> **Document text**:
'''

The trouble with heat stroke in pets is not the diagnois...any fool with a thermometer has a good chance of getting the diagnois correct...the problem is keeping the patient alive. In this sense, heat stroke is similar to being shot with an arrow.
The trouble with this disease is that all kinds of terrible things happen inside the body when the internal body temperature rises over 4 degrees above normal. (Normal body temperature for both cats and dogs ranges from 100-102 degrees F)
The Blood Clots
The Intestinal system absorbs micro-organisms and toxins into the bloodstream
Cells die leading to all sorts of inflammatory reactions by the body.
And if that isn't enough...all kinds of other biochemical stuff goes haywire
EXAM: We notice a prostrated patient breathing a million miles an hour and we take it's temperature. Very High. Like I said, this part is a "no brainer". We go right to treatment:
Luke warm bath (we don't want to shock with over cool water if possible)
High dose Dexamethasone Injection to stablilize capillaries and minimize reactions
Start Antibiotic Injections
IV Fluids (This is the most Important Step of all)
B Vitamin injections
Oxygen therapy (we are learning that maximizing oxygen to the cells is life saving)
Consider AntiSerum IV to minimize the effect of endotoxins absorbed from the gut
Consider Oxyglobin to greatly increase tissue perfusion (very expensive)

'''

> **Questions**:
(1) Answer these from the heat stroke text:
(a) What range does it give as normal body temperature for cats and dogs?
(b) Which treatment step does it call the most important of all?
(c) Why does it use a lukewarm bath instead of cooler water?
(2) Extend the heat stroke text beyond its last line, "Consider Oxyglobin to greatly increase tissue perfusion (very expensive)".

> **Raw data**:

'''

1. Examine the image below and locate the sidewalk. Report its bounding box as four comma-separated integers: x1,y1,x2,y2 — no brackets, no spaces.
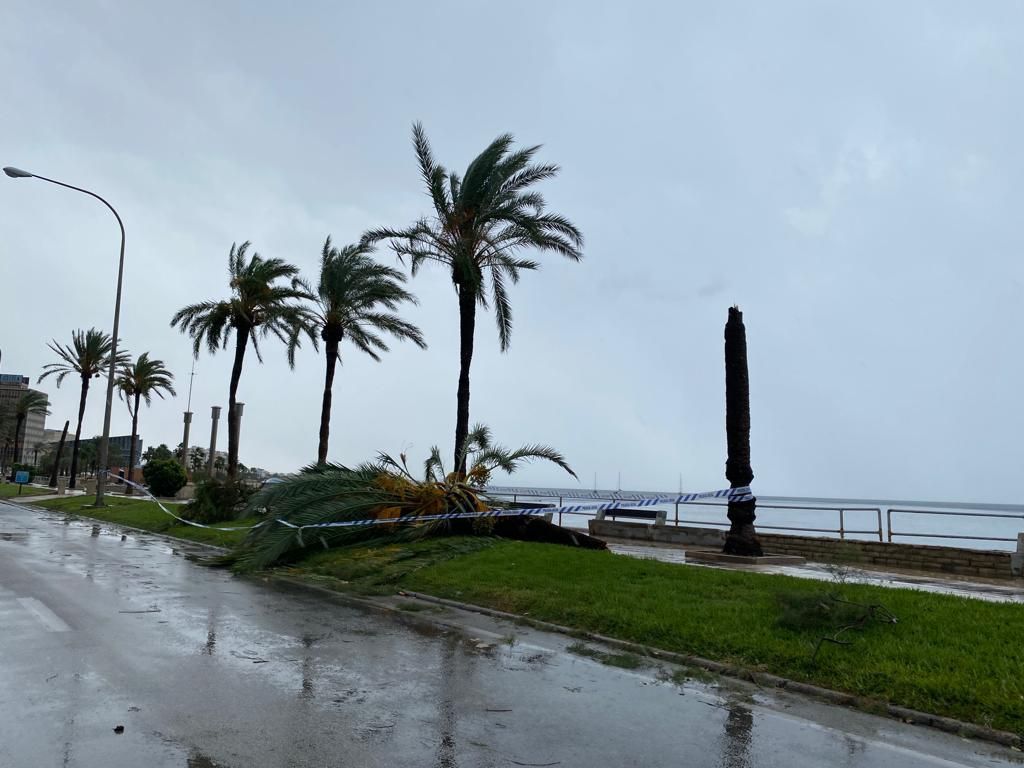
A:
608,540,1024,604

'''
'''

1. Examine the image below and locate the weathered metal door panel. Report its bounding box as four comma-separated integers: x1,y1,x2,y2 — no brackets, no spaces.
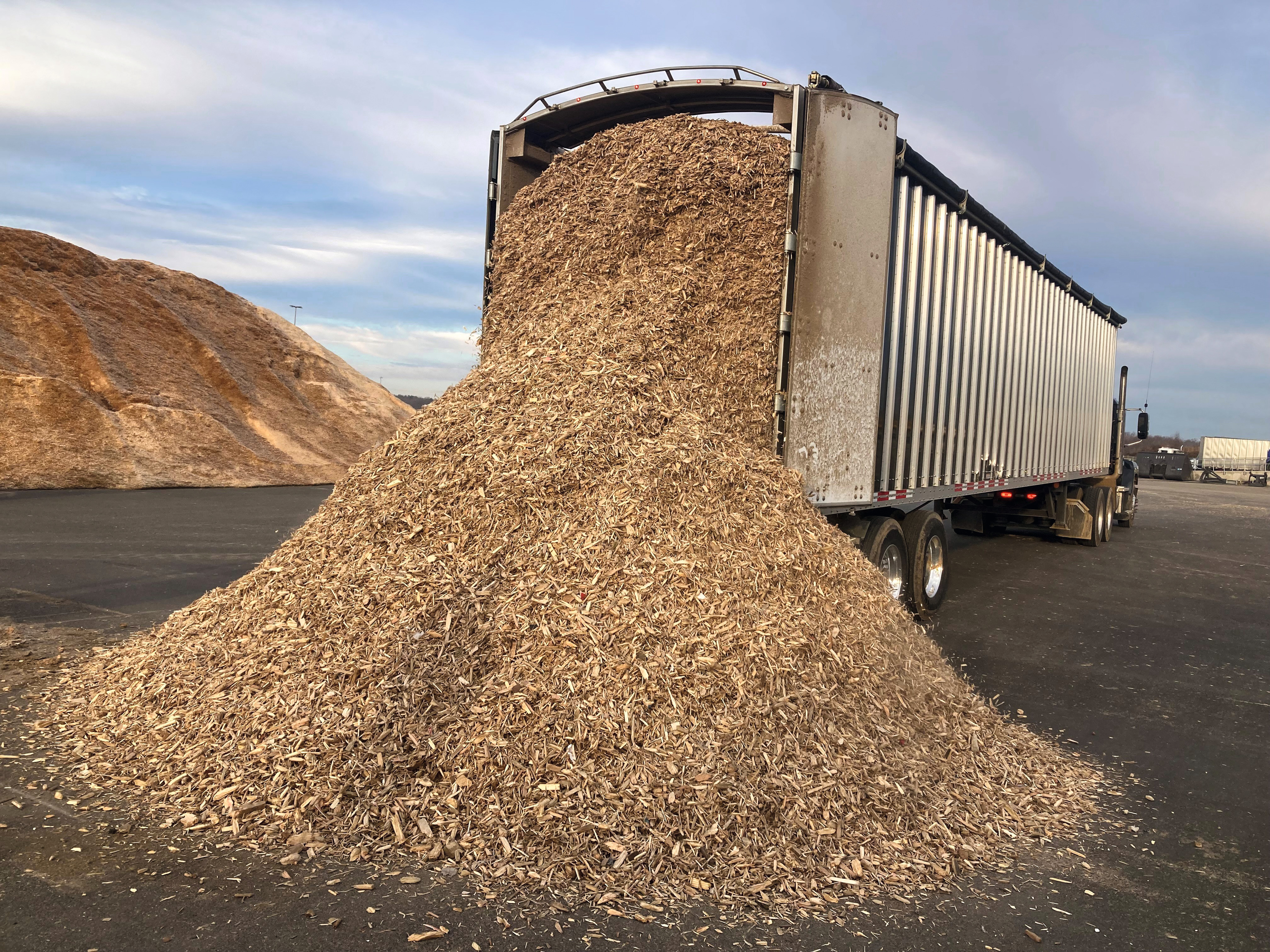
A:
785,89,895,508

'''

> **Responses to the exercise**:
(1)
(a) 100-102 degrees F
(b) IV fluids
(c) To avoid shocking the patient with water that is too cool

(2)
Hospitalize until better. Usually these cases are quickly resolved...one way or the other.
Antibiotics to fight and prevent infections associated with intestinal leakage of bacteria
Antioxidants to minimize free radical damage
Uncaria tomentosa (an herbal remedy that I think helps the GI system)
CoEnzyme Q 10 to promote tissue perfussion
P/D Diet or other recovery diet. I also like to recommend Chicken Soup or other electrolyte source.
Buffered Aspirin to reduce blood clotting, DIC
Vitamin and Mineral supplementation for a while
Some cases aren't serious enough to warrant all of the above and that's great, but it's a fairly common misconception that all you have to do is "hose em down with water".
"Hosing down with water" is the First Aid treatment for heat stroke and is very helpful, but is not nearly enough if your pet is in the advanced stages of the disease. And I'm sure you've heard the stories...in the right conditions...especially inside parked cars...it doesn't take long.